* WRITTEN INSTRUCTION
Nothing but the line with "Mark the hanging potted plant with a point." and the lines after it, through the end of the records below, is to be repeated, exactly as it is.

* DATA FOR THIS TASK
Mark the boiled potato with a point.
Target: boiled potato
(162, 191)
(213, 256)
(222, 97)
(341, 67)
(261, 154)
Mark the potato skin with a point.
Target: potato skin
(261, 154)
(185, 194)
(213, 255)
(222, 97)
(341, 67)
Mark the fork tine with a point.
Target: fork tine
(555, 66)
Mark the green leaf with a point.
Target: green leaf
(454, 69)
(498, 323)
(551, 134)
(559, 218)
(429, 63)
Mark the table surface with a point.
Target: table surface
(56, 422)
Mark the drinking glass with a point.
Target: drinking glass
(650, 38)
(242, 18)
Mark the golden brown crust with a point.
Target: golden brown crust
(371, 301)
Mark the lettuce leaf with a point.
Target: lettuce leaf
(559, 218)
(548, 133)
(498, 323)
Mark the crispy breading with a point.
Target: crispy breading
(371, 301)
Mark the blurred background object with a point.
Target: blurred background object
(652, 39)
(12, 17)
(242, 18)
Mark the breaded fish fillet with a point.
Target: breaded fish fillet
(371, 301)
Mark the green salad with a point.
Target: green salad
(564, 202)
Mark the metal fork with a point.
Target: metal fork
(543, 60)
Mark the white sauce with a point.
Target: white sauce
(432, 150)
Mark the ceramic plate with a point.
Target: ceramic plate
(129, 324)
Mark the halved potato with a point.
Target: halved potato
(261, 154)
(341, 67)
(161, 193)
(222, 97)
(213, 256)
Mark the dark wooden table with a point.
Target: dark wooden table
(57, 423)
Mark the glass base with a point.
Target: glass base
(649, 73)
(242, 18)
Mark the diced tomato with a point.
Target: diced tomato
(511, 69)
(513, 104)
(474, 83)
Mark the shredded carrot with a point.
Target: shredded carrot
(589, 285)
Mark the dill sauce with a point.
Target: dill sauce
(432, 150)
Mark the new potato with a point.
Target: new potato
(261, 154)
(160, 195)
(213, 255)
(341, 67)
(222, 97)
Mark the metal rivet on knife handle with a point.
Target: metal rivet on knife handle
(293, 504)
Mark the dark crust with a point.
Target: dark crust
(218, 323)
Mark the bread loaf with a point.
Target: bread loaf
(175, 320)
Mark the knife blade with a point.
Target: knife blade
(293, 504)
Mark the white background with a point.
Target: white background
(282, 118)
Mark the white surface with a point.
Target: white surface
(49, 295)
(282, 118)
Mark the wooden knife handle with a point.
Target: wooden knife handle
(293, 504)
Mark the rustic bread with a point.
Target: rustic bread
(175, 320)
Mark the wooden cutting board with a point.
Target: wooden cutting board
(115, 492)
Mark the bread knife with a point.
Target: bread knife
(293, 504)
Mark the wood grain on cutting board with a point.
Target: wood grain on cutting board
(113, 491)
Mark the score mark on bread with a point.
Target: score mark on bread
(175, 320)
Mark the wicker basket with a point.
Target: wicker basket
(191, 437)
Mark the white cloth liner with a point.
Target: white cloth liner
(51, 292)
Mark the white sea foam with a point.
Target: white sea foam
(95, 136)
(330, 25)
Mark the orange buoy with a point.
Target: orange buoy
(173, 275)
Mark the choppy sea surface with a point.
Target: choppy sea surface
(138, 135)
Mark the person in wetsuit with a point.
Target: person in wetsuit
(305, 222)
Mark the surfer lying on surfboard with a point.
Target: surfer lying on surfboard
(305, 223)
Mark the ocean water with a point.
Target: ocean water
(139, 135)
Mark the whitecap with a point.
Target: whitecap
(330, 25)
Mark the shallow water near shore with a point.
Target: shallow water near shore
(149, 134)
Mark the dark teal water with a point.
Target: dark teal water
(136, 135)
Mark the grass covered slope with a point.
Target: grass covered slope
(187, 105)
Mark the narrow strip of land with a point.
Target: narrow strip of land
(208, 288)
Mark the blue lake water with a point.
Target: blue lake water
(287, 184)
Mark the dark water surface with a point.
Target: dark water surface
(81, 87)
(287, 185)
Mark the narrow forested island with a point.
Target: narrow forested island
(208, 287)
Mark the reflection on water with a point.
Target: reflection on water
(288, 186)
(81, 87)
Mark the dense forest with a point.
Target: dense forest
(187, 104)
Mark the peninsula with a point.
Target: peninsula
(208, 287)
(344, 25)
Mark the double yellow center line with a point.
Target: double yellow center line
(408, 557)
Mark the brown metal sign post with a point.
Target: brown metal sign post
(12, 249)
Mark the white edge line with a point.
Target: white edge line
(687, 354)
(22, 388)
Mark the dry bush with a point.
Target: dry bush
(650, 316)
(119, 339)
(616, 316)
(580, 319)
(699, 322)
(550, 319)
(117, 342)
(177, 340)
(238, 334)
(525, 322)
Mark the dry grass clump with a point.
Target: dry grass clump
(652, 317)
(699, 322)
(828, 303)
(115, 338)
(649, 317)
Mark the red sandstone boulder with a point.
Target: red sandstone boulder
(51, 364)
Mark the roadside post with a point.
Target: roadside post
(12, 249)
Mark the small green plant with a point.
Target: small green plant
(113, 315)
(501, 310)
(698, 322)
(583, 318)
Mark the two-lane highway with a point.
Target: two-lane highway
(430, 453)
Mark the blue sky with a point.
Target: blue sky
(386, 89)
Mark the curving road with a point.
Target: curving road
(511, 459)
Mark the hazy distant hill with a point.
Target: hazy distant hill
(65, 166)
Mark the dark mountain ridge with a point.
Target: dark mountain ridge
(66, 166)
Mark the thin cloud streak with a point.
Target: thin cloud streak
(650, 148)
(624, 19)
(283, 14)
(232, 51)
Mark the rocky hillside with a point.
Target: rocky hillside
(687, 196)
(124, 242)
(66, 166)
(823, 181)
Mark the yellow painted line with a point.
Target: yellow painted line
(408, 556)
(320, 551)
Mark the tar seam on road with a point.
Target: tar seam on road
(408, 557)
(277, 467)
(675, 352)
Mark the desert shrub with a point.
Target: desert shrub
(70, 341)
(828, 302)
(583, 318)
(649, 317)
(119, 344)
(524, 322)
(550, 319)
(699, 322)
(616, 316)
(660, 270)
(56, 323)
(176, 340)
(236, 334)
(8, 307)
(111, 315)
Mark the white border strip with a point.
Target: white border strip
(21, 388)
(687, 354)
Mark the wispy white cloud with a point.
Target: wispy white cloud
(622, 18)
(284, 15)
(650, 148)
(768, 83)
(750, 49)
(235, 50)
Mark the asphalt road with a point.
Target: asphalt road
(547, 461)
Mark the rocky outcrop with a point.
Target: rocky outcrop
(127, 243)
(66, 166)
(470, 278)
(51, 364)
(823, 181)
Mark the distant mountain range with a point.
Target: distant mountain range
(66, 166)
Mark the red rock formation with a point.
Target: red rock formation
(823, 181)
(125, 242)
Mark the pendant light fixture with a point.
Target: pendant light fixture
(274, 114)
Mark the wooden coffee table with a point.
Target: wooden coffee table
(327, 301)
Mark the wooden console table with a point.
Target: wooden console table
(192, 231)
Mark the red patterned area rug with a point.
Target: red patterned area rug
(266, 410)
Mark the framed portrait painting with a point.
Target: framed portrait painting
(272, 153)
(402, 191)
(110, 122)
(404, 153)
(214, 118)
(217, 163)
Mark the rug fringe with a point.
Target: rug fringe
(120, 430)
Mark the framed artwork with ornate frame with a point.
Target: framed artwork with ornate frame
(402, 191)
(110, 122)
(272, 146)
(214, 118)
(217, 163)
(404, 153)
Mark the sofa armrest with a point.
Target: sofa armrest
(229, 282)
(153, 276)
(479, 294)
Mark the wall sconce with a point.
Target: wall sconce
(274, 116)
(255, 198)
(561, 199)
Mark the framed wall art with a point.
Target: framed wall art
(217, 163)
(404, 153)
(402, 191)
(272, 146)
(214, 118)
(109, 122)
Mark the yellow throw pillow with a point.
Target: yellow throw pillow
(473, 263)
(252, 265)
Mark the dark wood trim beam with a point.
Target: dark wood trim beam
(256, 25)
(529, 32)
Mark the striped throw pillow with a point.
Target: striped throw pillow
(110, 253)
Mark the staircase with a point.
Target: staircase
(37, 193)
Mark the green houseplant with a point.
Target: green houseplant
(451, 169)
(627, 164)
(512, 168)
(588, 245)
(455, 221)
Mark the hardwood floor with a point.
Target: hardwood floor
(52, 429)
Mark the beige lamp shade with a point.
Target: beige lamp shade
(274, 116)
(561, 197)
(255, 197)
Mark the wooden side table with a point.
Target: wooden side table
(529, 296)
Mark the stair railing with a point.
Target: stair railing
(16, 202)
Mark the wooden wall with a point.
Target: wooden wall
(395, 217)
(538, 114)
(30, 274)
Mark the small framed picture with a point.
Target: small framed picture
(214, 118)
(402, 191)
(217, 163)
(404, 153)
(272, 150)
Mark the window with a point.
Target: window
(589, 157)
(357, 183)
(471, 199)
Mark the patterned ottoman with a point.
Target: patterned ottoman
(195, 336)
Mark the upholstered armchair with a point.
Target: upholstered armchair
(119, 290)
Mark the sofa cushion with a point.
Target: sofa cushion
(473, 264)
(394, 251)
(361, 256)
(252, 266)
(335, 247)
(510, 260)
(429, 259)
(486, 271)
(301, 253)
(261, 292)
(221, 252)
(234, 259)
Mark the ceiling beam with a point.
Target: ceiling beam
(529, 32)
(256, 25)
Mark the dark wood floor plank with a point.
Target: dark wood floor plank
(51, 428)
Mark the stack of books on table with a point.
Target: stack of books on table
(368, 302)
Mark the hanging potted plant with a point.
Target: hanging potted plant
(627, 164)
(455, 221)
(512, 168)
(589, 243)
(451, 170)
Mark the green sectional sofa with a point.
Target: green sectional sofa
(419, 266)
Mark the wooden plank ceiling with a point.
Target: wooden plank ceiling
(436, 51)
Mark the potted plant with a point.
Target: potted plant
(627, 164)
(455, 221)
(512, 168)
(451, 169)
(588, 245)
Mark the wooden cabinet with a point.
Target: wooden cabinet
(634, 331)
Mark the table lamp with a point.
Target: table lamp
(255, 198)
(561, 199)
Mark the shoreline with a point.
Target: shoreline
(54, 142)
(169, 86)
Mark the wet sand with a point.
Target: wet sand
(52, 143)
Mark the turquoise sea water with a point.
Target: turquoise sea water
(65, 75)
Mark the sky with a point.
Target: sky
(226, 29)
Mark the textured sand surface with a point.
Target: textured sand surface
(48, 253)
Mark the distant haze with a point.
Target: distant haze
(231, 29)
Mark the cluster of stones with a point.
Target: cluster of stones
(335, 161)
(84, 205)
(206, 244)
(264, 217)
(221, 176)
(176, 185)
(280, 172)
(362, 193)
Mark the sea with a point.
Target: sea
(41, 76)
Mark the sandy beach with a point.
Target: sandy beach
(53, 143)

* RESULT OF THE TASK
Mark the hanging potted plant with a point.
Target: hanging potted plant
(627, 164)
(455, 221)
(512, 168)
(589, 243)
(451, 170)
Mark the green sectional sofa with a point.
Target: green sectional sofa
(419, 266)
Mark the wooden plank ceiling with a point.
Target: wooden plank ceiling
(436, 51)
Mark the potted plant with a point.
Target: potted plant
(627, 164)
(455, 221)
(512, 168)
(451, 169)
(588, 245)
Mark the wooden cabinet with a point.
Target: wooden cabinet
(634, 331)
Mark the table lamp with a point.
Target: table lamp
(255, 198)
(561, 199)
Mark the shoreline with a point.
Target: shoreline
(54, 142)
(169, 86)
Mark the wet sand with a point.
Target: wet sand
(52, 143)
Mark the turquoise sea water with a point.
Target: turquoise sea water
(65, 75)
Mark the sky with a point.
Target: sky
(226, 29)
Mark the textured sand surface with a point.
Target: textured sand surface
(48, 253)
Mark the distant haze with a point.
Target: distant haze
(231, 29)
Mark the cluster of stones with a point.
Target: cluster of stones
(335, 161)
(84, 205)
(206, 244)
(264, 217)
(221, 176)
(176, 185)
(280, 172)
(362, 193)
Mark the sea with a point.
Target: sea
(41, 76)
Mark the sandy beach with a point.
Target: sandy beach
(53, 143)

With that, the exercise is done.